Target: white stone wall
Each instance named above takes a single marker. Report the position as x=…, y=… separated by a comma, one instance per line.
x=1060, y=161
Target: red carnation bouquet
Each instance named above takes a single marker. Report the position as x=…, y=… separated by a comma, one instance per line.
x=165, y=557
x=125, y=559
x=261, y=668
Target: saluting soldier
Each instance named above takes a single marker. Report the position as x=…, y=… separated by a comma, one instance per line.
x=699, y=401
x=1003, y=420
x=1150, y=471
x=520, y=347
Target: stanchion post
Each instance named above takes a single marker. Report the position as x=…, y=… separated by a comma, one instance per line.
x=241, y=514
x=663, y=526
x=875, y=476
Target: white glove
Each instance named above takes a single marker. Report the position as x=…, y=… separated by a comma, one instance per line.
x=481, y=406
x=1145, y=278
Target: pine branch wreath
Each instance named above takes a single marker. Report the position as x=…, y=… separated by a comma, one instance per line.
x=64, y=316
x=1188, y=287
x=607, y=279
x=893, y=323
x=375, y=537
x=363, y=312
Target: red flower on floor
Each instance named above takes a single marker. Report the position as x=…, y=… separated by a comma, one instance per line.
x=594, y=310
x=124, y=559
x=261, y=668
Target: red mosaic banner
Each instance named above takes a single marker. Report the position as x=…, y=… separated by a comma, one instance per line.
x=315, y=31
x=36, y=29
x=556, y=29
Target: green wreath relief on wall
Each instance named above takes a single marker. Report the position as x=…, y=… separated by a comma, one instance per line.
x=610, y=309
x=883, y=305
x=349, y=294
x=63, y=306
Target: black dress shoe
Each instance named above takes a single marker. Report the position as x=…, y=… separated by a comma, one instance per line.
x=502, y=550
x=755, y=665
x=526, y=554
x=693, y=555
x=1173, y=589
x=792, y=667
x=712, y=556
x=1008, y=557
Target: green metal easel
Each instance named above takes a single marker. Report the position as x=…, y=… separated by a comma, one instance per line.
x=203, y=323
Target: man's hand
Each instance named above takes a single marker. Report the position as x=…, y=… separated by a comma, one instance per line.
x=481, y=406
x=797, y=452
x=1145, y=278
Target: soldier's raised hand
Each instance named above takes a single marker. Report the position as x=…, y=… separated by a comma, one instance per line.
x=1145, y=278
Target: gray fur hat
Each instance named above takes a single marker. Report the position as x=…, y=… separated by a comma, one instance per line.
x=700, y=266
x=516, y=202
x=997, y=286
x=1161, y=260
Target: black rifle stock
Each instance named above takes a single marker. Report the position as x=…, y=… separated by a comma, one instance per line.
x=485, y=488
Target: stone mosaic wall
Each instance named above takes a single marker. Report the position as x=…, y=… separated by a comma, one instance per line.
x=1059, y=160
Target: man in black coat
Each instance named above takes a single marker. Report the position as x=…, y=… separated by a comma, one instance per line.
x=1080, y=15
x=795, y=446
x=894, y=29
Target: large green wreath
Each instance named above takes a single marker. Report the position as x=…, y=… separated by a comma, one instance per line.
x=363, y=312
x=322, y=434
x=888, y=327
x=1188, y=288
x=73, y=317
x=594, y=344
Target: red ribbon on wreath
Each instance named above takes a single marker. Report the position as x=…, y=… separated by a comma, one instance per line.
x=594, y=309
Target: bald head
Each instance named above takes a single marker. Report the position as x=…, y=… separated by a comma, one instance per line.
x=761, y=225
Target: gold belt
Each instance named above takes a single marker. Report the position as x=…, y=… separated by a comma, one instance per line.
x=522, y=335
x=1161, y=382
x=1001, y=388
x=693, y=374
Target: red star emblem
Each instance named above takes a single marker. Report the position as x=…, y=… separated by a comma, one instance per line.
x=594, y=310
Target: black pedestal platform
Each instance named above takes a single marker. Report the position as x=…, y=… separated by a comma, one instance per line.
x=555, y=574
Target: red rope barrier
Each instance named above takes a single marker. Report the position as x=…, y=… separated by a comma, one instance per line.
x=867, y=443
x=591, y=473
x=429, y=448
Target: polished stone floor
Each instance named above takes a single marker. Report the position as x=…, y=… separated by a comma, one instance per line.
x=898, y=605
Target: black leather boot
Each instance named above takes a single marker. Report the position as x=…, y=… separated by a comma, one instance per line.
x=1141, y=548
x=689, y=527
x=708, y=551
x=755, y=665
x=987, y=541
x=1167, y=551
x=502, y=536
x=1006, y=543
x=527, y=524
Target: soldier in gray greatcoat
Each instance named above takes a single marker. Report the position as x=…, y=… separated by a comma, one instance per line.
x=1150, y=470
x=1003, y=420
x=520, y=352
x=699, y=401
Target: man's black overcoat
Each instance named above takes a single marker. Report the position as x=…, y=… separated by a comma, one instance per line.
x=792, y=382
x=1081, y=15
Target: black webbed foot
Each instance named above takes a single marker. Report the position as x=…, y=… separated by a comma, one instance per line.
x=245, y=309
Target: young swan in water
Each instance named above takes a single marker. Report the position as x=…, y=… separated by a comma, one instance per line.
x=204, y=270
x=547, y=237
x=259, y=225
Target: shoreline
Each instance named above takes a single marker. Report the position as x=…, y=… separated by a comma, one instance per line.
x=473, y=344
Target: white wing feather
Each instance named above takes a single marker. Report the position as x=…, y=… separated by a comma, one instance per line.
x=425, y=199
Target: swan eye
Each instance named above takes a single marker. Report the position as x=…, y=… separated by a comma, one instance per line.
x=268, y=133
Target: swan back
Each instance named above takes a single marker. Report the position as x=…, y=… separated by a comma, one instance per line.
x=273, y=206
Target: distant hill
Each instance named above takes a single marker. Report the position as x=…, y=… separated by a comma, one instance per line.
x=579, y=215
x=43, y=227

*Description of the task*: Rewrite every line of the records above, swapping "marker" for "pin" wherever it occurs and leaving everything else as it is.

*Solution to the exercise*:
Target: white stone wall
Each instance named above takes a single pin. Report the position as x=…, y=… separated by a comma, one instance per line.
x=1060, y=161
Target: red carnation bouquet
Each instance named above takes a single pin. Report the position as x=…, y=… separated by a comma, one instance per line.
x=165, y=557
x=125, y=559
x=261, y=668
Target: saluting soldier
Each instance named above takes a single pin. Report the position as x=…, y=… separated by a comma, one instance per line.
x=699, y=401
x=1003, y=420
x=1150, y=471
x=520, y=347
Target: stanchion post
Each instance named above takes a single pin. Report the position as x=…, y=… separated by a comma, one instance per line.
x=241, y=514
x=663, y=526
x=875, y=476
Target: white glove
Each instance named above takes a single pin. Report the position as x=…, y=… separated by a comma, one instance per line.
x=481, y=406
x=1145, y=278
Target: pine branch wreath
Each instance named above takes a single pin. Report the position as x=…, y=… separated by a comma, one instance per line.
x=64, y=316
x=1188, y=287
x=607, y=279
x=893, y=323
x=375, y=537
x=363, y=312
Target: red flower on floor
Each instance named above takes a single pin. Report the position as x=…, y=… separated by a comma, one instance per line.
x=594, y=310
x=124, y=559
x=261, y=668
Target: red mosaic banner
Each instance named above takes a single pin. Report the position as x=…, y=… separated by a comma, one instance per line.
x=315, y=31
x=36, y=29
x=556, y=29
Target: green wreath relief on wall
Each instance named above takes a single pin. Report the position as x=…, y=… separated by a comma, one instance per line.
x=610, y=309
x=883, y=305
x=349, y=294
x=63, y=306
Target: black dress shoe
Each instance named above takes a single pin. Report the position as x=…, y=… separated by a comma, one instance per line.
x=502, y=550
x=755, y=665
x=526, y=554
x=693, y=555
x=1173, y=589
x=792, y=667
x=712, y=556
x=1008, y=557
Target: green metal easel
Each instance named above takes a single pin. Report the position as x=…, y=… separated by a comma, one instance per line.
x=203, y=323
Target: man's hand
Each instance named above takes a single pin. Report the position as x=…, y=… separated by a comma, one instance per line.
x=481, y=406
x=797, y=452
x=1145, y=278
Target: soldier's raised hand
Each instance named above takes a single pin. Report the position as x=…, y=… separated by a comma, one instance per line.
x=1145, y=278
Target: gray fur hat
Each instance named above takes a single pin. Report the position as x=…, y=… separated by a comma, one instance per line.
x=700, y=266
x=516, y=202
x=997, y=286
x=1161, y=260
Target: black rifle stock
Each instance named above takes a single pin. Report the position as x=…, y=… separated by a comma, one instance per line.
x=485, y=488
Target: stone mosaic wall
Each instance named above takes a single pin. Report the position as x=…, y=… separated by a comma, one instance per line.
x=1059, y=160
Target: man in black coat
Each instance named above takes a single pin. Report the position as x=…, y=… separated by a comma, one instance per line.
x=1080, y=15
x=795, y=446
x=894, y=29
Target: large green wreath
Each instance named above takes a single pin. Report the position as x=…, y=… separated by a comma, one instance per line.
x=363, y=312
x=322, y=434
x=888, y=327
x=1188, y=288
x=73, y=317
x=594, y=344
Target: red ribbon on wreath
Each instance named above takes a single pin. Report the position as x=…, y=… separated by a comma, one instance per line.
x=594, y=309
Target: bald head
Each instance named above takes a single pin. Report the position as x=…, y=… separated by a comma, one instance per line.
x=761, y=225
Target: gold belt
Each instance named above takes a single pin. Report the position as x=…, y=… separated by a comma, one instance per line.
x=522, y=335
x=1161, y=382
x=1001, y=388
x=693, y=374
Target: red star emblem
Each instance named above takes a single pin. Report the position as x=…, y=… separated by a comma, one instance per line.
x=594, y=310
Target: black pedestal platform
Each instance named above takes a single pin. Report the position as x=…, y=… separated by a comma, one instance per line.
x=555, y=574
Target: red rope barrier
Each instance named above takes a single pin. Report the position as x=…, y=… separated by a comma, one instance per line.
x=867, y=443
x=591, y=473
x=429, y=448
Target: polished stone floor
Each instance named above takes a single pin. Report the position as x=…, y=… separated by a comma, one instance per line.
x=898, y=605
Target: black leather boot
Each instance named above takes a single pin. Report the position as x=…, y=… separated by a comma, one instance per line.
x=1141, y=548
x=689, y=527
x=708, y=551
x=755, y=665
x=987, y=541
x=1167, y=551
x=502, y=536
x=1006, y=543
x=527, y=524
Target: soldier in gray greatcoat
Each instance named above takes a single pin. Report the position as x=…, y=… separated by a comma, one instance per line.
x=1150, y=470
x=1003, y=420
x=520, y=352
x=699, y=401
Target: man's black overcoat
Each instance named above takes a single pin. Report the position as x=…, y=… separated by a comma, one instance per line.
x=792, y=382
x=1081, y=15
Target: black webbed foot
Each instance named above takes a single pin. Report the position as x=…, y=… separated by a comma, one instance per line.
x=245, y=309
Target: young swan in water
Each instance named above takes a single pin. Report the position as x=…, y=… separated by a comma, one instance per line.
x=204, y=270
x=547, y=237
x=259, y=225
Target: shoreline
Each instance named above takes a single pin. Report the position as x=…, y=… separated by a comma, one instance per line.
x=473, y=344
Target: white wing feather
Each instance named above takes a single pin. Report the position as x=…, y=… separated by a comma, one instance per line.
x=425, y=199
Target: swan eye
Each instance named above takes a single pin. Report the position as x=…, y=… separated by a comma, one instance per line.
x=268, y=133
Target: swan back
Each instance named above takes a single pin. Report the position as x=…, y=… separated by a comma, one instance per line.
x=273, y=206
Target: distant hill
Each instance named above takes a single pin. Report the position as x=…, y=… separated by a comma, one instance per line.
x=579, y=215
x=43, y=227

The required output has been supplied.